- Texte à lire -
FILIÈRE
Lait de consommation : une hausse des prix exigée

Renégociations avec les distributeurs difficiles, retour à la normale de la consommation et baisse de la collecte, les fabricants de lait de consommation liquide font le point sur les perspectives pour 2022.

Lait de consommation :  une hausse des prix exigée
Les coûts de production des laiteries flambent et devraient augmenter de 15 à 20 % en 2022, estime Syndilait.

- Objectif énoncé A -
Pour chacun des énoncés suivants, dites s'il concorde avec le texte sur le lait de consommation en répondant par oui ou par non, puis citez mot pour mot le passage du texte qui tranche. (i) D'après Syndilait, les coûts de production des laiteries devraient progresser de 15 à 20 % en 2022. (ii) La collecte de lait est en hausse. (iii) Les renégociations avec les distributeurs sont présentées comme faciles.

- Enregistrements affichés -
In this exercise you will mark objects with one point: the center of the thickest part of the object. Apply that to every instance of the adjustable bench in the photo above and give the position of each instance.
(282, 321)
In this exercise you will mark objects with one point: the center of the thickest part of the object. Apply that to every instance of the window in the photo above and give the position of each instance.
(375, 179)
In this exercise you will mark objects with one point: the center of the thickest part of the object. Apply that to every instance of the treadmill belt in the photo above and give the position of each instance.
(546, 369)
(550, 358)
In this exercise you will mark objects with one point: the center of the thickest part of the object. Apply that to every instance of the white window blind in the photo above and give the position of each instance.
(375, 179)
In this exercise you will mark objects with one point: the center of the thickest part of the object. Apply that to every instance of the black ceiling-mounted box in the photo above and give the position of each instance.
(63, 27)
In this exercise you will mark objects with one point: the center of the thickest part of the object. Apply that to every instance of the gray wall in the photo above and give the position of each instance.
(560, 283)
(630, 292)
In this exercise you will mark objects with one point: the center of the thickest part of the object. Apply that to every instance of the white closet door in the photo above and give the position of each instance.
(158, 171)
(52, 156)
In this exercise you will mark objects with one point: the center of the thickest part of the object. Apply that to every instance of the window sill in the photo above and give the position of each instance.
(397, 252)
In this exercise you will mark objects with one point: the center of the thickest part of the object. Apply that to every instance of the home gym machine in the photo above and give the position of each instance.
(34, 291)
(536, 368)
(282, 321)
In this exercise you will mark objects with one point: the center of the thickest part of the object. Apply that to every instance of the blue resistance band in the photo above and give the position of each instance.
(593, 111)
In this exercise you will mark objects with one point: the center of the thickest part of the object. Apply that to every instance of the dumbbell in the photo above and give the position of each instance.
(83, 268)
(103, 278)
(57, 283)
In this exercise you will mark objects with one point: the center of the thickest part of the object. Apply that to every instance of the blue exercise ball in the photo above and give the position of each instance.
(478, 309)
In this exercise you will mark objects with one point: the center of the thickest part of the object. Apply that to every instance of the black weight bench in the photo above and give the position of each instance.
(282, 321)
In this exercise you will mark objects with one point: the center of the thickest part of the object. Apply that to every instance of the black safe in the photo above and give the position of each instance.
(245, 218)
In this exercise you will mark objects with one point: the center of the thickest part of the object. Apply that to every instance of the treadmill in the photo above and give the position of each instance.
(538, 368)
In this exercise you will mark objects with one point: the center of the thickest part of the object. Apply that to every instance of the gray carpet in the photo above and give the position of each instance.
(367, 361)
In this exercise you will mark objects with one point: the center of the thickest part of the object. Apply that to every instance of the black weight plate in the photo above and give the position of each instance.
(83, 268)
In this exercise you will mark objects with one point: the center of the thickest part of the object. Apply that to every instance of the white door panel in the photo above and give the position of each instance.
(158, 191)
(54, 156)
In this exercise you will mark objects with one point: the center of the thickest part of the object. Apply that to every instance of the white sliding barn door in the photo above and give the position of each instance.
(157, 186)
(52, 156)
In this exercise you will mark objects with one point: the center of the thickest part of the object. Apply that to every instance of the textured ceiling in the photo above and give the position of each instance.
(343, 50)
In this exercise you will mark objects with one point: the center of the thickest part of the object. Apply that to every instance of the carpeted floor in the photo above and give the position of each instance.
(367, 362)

- Objectif énoncé B -
Comptez les lignes des enregistrements qui contiennent la chaîne "barn" et donnez seulement ce nombre.

- Réponse rédigée A -
(i) Oui : « Les coûts de production des laiteries flambent et devraient augmenter de 15 à 20 % en 2022, estime Syndilait. »
(ii) Non : « baisse de la collecte »
(iii) Non : « Renégociations avec les distributeurs difficiles »

- Réponse rédigée B -
1